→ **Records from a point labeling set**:
┏━━

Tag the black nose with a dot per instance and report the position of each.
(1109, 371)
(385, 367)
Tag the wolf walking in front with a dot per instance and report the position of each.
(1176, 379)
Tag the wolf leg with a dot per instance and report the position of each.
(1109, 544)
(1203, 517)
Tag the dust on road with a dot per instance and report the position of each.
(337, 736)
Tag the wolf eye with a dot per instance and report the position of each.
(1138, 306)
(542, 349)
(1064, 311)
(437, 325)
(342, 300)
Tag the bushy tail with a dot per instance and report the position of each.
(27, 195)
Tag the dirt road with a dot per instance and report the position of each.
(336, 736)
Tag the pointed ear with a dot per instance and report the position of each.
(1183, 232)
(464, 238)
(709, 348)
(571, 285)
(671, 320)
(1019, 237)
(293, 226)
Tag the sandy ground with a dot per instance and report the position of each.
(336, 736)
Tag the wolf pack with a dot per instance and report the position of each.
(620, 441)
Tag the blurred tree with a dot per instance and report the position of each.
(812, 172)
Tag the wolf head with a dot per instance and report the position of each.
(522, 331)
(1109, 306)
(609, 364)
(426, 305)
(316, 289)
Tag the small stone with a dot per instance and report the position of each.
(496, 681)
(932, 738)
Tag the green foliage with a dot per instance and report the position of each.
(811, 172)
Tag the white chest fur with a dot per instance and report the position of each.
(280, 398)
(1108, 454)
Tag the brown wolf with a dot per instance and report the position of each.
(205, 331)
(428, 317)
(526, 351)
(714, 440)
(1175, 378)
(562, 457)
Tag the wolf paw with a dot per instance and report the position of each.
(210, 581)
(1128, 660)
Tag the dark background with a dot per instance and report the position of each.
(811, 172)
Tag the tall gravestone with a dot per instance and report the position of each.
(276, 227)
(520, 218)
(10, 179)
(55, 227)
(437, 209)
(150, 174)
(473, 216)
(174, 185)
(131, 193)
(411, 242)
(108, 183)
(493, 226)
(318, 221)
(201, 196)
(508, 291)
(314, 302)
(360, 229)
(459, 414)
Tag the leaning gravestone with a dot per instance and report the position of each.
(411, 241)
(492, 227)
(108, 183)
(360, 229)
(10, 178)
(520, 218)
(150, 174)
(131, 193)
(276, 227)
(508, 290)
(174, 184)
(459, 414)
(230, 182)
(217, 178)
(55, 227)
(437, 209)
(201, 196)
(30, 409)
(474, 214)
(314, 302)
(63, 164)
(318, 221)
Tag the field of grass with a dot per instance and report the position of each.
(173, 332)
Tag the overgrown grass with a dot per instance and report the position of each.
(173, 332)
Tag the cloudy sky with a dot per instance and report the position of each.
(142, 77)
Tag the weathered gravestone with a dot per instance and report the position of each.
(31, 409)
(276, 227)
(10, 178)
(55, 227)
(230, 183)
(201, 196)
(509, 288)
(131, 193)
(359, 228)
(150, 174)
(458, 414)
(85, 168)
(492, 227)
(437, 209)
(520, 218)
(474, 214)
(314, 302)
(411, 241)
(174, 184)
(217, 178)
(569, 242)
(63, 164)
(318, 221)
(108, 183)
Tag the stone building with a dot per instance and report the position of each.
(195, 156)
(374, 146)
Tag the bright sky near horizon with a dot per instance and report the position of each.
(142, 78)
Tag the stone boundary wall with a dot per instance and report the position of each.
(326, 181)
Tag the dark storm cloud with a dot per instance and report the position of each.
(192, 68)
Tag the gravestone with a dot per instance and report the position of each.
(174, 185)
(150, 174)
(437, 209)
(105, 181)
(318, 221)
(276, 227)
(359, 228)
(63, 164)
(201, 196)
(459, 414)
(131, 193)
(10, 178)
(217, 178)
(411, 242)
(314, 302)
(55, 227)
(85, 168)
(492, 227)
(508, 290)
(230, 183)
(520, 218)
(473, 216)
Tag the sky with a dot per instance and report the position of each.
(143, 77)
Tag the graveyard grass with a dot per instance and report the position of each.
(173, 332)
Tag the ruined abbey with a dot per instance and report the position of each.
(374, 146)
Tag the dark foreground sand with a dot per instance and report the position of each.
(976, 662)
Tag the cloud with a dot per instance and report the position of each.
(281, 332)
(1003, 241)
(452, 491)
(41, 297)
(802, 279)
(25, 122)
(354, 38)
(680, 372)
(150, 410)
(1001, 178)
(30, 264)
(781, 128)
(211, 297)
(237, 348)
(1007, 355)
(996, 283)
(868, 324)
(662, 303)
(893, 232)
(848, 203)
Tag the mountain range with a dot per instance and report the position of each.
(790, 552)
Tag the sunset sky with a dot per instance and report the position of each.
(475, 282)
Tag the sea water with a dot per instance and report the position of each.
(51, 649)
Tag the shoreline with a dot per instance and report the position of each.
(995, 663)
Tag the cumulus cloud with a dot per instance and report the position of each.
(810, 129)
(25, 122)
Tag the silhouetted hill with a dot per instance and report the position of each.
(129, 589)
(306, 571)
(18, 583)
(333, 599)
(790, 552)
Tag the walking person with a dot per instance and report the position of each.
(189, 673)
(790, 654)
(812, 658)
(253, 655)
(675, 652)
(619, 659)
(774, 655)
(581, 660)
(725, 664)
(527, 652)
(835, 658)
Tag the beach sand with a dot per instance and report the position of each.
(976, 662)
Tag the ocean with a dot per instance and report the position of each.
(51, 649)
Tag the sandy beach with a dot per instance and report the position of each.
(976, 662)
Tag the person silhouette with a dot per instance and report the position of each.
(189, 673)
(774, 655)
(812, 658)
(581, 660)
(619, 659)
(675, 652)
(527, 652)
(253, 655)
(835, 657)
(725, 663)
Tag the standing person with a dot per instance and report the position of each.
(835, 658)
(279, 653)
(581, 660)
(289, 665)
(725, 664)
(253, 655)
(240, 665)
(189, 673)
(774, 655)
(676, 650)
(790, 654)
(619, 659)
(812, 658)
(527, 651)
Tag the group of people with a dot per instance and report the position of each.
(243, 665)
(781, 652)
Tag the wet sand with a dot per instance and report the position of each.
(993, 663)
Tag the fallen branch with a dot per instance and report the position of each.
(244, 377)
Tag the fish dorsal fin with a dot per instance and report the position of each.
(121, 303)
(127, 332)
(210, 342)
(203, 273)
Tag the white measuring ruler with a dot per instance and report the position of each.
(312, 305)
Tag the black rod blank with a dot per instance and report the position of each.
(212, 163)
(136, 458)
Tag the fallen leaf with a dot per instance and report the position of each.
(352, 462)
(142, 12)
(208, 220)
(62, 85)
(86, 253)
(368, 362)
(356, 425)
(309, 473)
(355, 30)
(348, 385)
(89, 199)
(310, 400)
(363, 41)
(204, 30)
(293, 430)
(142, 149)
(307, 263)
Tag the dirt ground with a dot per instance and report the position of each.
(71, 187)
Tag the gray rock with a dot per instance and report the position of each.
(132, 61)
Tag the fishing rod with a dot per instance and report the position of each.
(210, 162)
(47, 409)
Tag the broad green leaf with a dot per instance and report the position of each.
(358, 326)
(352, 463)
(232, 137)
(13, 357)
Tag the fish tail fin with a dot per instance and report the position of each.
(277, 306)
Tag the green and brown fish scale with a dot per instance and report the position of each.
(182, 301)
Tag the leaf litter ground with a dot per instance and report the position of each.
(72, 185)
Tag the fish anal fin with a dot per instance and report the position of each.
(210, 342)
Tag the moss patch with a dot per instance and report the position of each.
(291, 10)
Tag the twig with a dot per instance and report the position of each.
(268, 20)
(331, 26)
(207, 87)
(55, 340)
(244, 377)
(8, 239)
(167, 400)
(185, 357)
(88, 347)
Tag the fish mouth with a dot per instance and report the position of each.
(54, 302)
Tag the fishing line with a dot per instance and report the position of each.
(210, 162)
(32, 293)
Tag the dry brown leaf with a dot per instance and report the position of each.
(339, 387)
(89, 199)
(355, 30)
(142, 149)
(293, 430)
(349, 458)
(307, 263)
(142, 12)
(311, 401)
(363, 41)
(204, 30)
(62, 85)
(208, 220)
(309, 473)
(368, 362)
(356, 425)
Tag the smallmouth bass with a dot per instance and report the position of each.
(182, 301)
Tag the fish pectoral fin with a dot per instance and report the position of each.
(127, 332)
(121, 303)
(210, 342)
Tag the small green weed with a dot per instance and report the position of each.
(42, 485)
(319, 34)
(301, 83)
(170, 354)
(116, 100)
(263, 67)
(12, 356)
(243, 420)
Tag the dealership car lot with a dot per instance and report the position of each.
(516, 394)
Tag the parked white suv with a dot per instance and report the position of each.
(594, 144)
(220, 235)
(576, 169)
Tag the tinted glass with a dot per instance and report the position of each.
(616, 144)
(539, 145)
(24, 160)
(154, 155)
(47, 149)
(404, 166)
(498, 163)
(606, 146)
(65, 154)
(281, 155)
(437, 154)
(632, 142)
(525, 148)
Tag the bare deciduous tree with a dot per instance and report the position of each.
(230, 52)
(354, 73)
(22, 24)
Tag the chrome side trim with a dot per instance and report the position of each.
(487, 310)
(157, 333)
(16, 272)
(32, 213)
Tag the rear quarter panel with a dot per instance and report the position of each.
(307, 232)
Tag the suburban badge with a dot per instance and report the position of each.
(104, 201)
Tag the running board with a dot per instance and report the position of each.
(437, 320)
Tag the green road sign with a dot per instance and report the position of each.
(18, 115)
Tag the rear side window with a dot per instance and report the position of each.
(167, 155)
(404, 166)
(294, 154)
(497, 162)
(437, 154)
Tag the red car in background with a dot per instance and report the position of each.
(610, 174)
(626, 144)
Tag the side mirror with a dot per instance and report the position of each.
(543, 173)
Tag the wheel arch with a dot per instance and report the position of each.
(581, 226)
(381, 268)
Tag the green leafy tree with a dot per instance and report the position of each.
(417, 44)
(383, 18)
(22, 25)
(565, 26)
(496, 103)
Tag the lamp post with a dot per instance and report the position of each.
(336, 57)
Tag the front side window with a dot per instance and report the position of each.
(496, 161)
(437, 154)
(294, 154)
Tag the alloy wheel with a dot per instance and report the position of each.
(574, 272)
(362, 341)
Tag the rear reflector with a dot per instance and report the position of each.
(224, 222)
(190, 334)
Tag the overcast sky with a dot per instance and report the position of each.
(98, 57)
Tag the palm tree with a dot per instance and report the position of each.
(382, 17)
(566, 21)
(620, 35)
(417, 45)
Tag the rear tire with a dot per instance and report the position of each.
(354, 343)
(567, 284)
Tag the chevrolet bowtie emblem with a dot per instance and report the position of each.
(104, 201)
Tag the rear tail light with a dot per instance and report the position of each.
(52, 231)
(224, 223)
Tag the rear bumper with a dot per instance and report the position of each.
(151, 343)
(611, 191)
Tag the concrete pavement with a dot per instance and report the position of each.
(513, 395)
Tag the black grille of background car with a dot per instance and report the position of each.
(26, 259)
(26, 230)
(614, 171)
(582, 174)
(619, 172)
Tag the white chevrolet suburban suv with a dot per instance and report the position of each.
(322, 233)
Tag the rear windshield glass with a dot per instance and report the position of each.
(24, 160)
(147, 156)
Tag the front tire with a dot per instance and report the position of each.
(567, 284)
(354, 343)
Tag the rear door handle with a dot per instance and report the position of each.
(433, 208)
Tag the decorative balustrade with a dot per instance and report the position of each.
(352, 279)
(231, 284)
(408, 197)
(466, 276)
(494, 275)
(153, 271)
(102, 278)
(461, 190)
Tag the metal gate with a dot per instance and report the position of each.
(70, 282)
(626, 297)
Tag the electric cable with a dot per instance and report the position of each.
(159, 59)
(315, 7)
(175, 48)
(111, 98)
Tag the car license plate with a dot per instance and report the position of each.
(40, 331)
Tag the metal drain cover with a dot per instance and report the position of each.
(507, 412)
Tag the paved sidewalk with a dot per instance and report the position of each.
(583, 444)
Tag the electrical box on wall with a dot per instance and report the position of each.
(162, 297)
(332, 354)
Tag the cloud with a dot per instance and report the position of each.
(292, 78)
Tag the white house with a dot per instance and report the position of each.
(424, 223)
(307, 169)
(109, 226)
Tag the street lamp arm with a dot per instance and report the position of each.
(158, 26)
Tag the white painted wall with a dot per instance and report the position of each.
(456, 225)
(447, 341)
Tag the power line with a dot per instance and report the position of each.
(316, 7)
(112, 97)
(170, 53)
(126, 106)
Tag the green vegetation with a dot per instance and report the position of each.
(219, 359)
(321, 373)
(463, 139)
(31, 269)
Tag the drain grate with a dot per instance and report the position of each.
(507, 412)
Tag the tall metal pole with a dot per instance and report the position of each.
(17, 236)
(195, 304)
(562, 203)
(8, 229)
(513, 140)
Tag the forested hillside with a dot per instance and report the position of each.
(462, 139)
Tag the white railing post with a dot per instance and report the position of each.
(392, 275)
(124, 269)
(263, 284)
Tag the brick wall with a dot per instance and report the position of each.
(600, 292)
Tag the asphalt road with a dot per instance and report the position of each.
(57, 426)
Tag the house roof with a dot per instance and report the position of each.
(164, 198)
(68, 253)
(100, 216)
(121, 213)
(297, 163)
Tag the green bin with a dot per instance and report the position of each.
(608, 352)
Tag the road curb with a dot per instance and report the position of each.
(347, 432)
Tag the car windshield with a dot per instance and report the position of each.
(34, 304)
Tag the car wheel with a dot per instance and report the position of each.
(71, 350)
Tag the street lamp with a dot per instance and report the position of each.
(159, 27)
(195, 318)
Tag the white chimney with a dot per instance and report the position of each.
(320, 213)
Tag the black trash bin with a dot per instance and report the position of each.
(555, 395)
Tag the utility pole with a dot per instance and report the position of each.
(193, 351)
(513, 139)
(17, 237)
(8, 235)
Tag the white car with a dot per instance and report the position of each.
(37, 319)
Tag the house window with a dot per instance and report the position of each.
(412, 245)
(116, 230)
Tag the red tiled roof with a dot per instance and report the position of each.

┗━━

Transcribe only the trailing portion of the entries above: the line that contains "Tag the brick" and each line after it.

→ **Response to the task**:
Tag the brick wall with a dot per instance and report the position of each.
(600, 292)
Tag the asphalt road with a dot per instance and report the position of each.
(57, 426)
Tag the house roof with a dot per instance and report the position of each.
(164, 198)
(68, 253)
(100, 216)
(121, 213)
(297, 163)
Tag the green bin with a dot per instance and report the position of each.
(608, 352)
Tag the road curb with a dot per instance and report the position of each.
(347, 432)
Tag the car windshield with a dot per instance and report the position of each.
(34, 304)
Tag the car wheel with a dot per instance and report the position of each.
(71, 350)
Tag the street lamp with a dot per instance and report the position of each.
(159, 27)
(195, 318)
Tag the white chimney with a dot per instance and report the position of each.
(320, 213)
Tag the black trash bin with a dot per instance and report the position of each.
(555, 395)
Tag the utility pole with a dot per instance and report the position of each.
(193, 351)
(513, 139)
(17, 237)
(8, 235)
Tag the white car with a dot per instance and report the position of each.
(37, 319)
Tag the house window with a dot per instance and report the position of each.
(412, 245)
(116, 230)
Tag the red tiled roof with a dot per instance and report the position of each.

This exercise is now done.